## Problem requirements
Please restate all of the records word for word, setting the pictures aside.

[Region pointing data]
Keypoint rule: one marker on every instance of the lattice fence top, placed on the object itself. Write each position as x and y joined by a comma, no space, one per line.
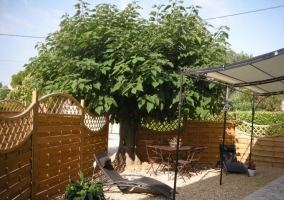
11,105
93,122
14,131
160,126
59,104
219,118
260,130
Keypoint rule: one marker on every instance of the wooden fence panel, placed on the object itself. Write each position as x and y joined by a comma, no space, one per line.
198,133
58,151
266,151
15,172
65,137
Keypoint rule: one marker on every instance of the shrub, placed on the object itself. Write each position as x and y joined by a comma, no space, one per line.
84,190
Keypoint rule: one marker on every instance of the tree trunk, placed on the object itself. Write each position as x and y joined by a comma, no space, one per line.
126,153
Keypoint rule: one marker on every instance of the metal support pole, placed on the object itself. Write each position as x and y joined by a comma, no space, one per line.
179,121
225,109
252,122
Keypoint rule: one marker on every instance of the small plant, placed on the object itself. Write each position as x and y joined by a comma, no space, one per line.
174,139
84,190
251,165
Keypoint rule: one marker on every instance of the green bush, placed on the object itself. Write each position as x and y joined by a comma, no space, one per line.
84,190
261,117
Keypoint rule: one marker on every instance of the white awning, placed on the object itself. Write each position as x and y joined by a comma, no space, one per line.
263,74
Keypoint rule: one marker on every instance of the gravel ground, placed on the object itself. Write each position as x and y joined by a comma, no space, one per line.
205,185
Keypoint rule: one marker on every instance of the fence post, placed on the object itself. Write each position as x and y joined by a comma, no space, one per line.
184,127
34,142
82,113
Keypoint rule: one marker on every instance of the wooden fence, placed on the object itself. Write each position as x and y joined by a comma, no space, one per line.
46,145
266,151
49,142
200,133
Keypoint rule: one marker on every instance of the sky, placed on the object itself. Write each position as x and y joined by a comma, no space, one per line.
253,33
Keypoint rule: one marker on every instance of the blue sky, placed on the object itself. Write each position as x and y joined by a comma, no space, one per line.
254,33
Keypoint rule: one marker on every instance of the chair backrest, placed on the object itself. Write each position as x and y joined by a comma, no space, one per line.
229,153
150,151
106,167
197,153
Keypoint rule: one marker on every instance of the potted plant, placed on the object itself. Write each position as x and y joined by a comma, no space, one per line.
173,141
251,168
84,190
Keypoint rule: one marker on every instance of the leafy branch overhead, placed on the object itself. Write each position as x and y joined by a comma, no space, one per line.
122,63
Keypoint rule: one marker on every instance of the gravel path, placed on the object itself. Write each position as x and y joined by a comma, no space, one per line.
205,185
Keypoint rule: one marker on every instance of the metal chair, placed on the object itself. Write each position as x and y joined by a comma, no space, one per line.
185,165
196,156
153,156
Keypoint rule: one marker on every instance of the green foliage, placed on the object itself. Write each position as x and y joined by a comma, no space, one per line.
84,190
4,90
17,79
261,117
22,92
129,66
232,56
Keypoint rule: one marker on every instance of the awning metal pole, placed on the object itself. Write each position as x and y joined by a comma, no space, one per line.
179,126
224,130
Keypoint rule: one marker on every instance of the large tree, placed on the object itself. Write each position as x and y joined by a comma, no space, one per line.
4,90
130,66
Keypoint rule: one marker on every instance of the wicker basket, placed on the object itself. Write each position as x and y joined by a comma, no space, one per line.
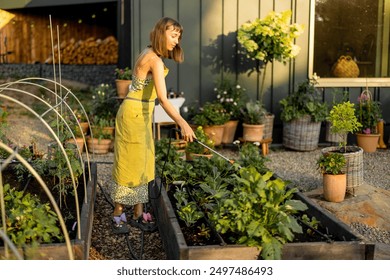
301,134
268,126
354,167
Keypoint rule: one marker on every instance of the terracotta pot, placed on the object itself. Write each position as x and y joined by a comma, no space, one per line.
252,132
97,146
122,87
335,187
215,133
79,143
84,127
109,130
368,142
229,131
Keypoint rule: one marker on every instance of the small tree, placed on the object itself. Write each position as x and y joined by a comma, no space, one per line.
343,120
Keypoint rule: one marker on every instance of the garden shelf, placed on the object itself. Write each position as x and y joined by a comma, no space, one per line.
347,246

## Written response
Keypoint rule: one marker on every instance of the lattice fence top, placed on the object itself. Write each position as x and y joined by a comma, no space, one per line.
11,105
93,122
14,131
160,126
59,104
219,118
260,130
Keypoint rule: one marker on every instance of the wooden fence panel, placed on the object itself. Write each position as x and y joined by a comma, no space, one per line.
198,133
58,151
266,151
15,172
65,137
Keypoint rule: one marker on every instance of the shrub, placed on the object itself. Write each position as x and y joined by a comma, no space, one per line.
84,190
Keypoint rule: one marker on every instance of the tree trunk, placed on the object itself. Write each position as x and y joined by a comma, no space, one per line.
126,153
Keypoint rule: one marker on every instance of the metal support pole, placed on the object itself. Write each position as x and y joined by a comma, no space, one per line.
179,121
225,109
252,122
Keypoint rule: one marker on every instance of the small plant, placed on the object itself. Write each position as x and y joined by a comma, no space, one per line.
174,139
84,190
251,165
Keypoint rule: one marker on every instance of the green bush, placed on the object itself. Write each position as x and y joined by a comma, no space, one per line.
84,190
261,117
Keypoint rule: one marker on every instance of the white awning, placed on the object itself. Write each position as x and y joined by a comma, no space, one per line.
263,74
Keypoint rule: one marker on every instance of the gravel ground, placed on the object itself. Write each position as x and y joined by a comma, no space, one per line.
205,185
Keypoint rule: one marker on every instance of the fence post, placed on the object itself. Write each position as x and y joined by a comma, no space, one per line.
184,127
34,142
82,113
Keypoint rule: one marker on every instance of the wooden fence, placed on the object itself. Write each position as x and y joined by a comma, no space, one per line.
46,145
266,151
49,142
200,133
Keypoint rule: one marker on every instance of the sky, placed on the object itself. Write each position as x and y joined by a comma, no space, one per line.
253,33
Keypoint rule: one marker on every instance of the blue sky, placed on the object itself. Write each position as x and y joined by a comma, no space, one per line.
254,33
Keypoint rule: one marker on every instance of the chair backrest, placed on the object itself. Write each position as x and y joined by a comma, no space, one per line.
229,153
150,151
106,167
197,153
Keypoint rule: one marker on every instance of the potted plant, placed on the object itself. Write each position as x and y joined by a comma, no space, one per line.
173,141
251,168
84,190
Keypoint rule: one marker on every instance of the leafy branch overhead, placed on the object itself. Write each position as x and y joined by a comma, no space, one per line.
122,63
Keypoint rule: one marker on every instance of the gravel path, placed on the object itself. Write each position as x and y joined by a comma, no space, one per line.
205,185
Keypoint rule: one marker on every instance of the metal chair, placed on the object itself. Write each position as x and y joined by a comma, no space, one per line.
185,165
196,156
153,156
Keypoint rule: one marker on every instance of the green foliage, placed on the object itself. Write each position as x and y joined by a comma, no space, one per line.
84,190
4,90
17,79
261,117
22,92
129,66
232,56
Keypoint rule: one marker on every instance of the awning metal pole, placed on the object itself. Write each position as x and y joined by a comma, no space, one per line.
179,126
224,130
Keypoint rule: one marker on every instance of the large tree, placed on the object itself. Write each position as x and y joined by a comma, no space, one per line.
4,90
130,66
Keypoint rule: one marker on every instance of the wicker basket, placed on the object itself. Write each position as x and y joined by a comma, no space, one per line.
301,134
268,126
354,167
Keypoint rule: one marker on every instance of the terracotta pot, placed on the object itself. Write each position as x and y joined by a comma, no space, one per line.
252,132
97,146
122,87
335,187
215,133
79,143
84,127
109,130
368,142
229,131
Keypoint rule: one marker on every instance of the small tree, placed on the object itself. Write each position as x and y joined by a comma, no space, one per line.
343,120
Keypoint rule: one marker on every instance of the garden shelf, placed on the object itself. Write each position as x and y joined by a comma, no space, one per line.
347,246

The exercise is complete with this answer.